## GIVEN PROBLEM
Extract each line of the entries below that contains the string "brass".

## Data entries
_____
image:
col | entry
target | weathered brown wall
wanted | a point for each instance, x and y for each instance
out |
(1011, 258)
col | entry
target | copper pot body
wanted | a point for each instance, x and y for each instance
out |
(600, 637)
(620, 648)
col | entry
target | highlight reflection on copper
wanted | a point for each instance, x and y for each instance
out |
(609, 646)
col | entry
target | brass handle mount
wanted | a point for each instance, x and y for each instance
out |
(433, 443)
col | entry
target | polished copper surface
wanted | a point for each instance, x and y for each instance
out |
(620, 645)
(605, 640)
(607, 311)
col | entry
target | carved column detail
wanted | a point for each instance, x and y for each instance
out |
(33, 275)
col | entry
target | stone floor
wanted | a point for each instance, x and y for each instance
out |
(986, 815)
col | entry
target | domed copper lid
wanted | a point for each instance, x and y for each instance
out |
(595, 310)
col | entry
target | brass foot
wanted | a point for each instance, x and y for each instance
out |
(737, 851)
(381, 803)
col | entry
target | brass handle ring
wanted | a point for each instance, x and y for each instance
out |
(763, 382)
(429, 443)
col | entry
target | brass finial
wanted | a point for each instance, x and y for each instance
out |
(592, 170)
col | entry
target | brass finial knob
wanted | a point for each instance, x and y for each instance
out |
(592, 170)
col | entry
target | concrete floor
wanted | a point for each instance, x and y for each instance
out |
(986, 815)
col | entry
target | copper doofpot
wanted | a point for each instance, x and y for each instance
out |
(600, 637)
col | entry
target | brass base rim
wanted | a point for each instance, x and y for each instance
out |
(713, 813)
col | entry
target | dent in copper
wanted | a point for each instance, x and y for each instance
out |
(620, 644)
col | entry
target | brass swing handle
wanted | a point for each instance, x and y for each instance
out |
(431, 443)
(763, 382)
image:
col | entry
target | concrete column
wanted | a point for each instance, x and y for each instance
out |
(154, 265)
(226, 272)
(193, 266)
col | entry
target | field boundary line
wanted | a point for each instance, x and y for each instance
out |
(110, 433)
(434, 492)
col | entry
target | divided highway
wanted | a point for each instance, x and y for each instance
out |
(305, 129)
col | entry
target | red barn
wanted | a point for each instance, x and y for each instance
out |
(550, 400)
_____
## SOLUTION FOR THIS EXERCISE
target | brass handle mount
target | brass foot
target | brass handle ring
target | brass finial
target | brass finial knob
target | brass base rim
target | brass swing handle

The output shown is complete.